Give the number of lines in the records below that include "every", and nothing more.

Records from a data source —

·····

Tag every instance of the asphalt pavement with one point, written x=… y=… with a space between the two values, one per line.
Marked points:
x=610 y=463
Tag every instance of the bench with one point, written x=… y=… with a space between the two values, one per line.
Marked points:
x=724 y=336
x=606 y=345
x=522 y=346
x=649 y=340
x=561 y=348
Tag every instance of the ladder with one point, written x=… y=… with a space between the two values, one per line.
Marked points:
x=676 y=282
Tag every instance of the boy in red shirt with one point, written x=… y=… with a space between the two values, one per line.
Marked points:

·····

Written response —
4